#### Texto em estudo

O especialista destaca que o aumento da incidência da doença está principalmente relacionado às condições climáticas, onde as chuvas intensas e o calor em excesso, influenciados pelo fenômeno El Niño, criam um ambiente propício para a reprodução do mosquito. "Quando a temperatura aumenta um grau, o mosquito se reproduz mais rápido. Não é apenas a taxa de reprodução que aumenta; ele não apenas se multiplica mais rapidamente, mas também tem um tempo de vida mais longo. Portanto, se torna uma arma biológica potente", alerta.
Luz alerta que, se não houver uma intervenção mais ativa, é possível que o país chegue à marca de dois milhões de casos até o meio do ano. O especialista destaca que o principal caminho para evitar a situação é a conscientização da população.

########

▶ [Enunciado]
Transcreva, sem nenhuma alteração, o trecho do texto em estudo que começa com as palavras "Luz alerta que, se" e termina com "conscientização da população.". Baseie-se somente no texto em estudo.

#### Material fornecido

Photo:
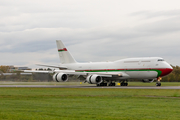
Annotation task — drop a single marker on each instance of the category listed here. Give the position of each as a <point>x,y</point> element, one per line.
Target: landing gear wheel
<point>112,84</point>
<point>101,84</point>
<point>124,83</point>
<point>158,84</point>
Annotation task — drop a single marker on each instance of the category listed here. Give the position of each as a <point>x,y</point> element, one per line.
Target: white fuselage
<point>140,68</point>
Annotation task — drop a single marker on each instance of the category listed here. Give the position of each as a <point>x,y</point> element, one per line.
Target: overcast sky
<point>92,30</point>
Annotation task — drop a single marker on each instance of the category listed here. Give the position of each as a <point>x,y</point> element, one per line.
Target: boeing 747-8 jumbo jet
<point>146,69</point>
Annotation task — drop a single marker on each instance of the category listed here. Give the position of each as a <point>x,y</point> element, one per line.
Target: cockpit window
<point>160,59</point>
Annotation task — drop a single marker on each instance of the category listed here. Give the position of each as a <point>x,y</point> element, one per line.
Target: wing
<point>73,72</point>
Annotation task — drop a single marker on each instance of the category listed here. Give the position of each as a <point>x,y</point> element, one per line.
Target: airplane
<point>146,69</point>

########

▶ [Resposta]
Luz alerta que, se não houver uma intervenção mais ativa, é possível que o país chegue à marca de dois milhões de casos até o meio do ano. O especialista destaca que o principal caminho para evitar a situação é a conscientização da população.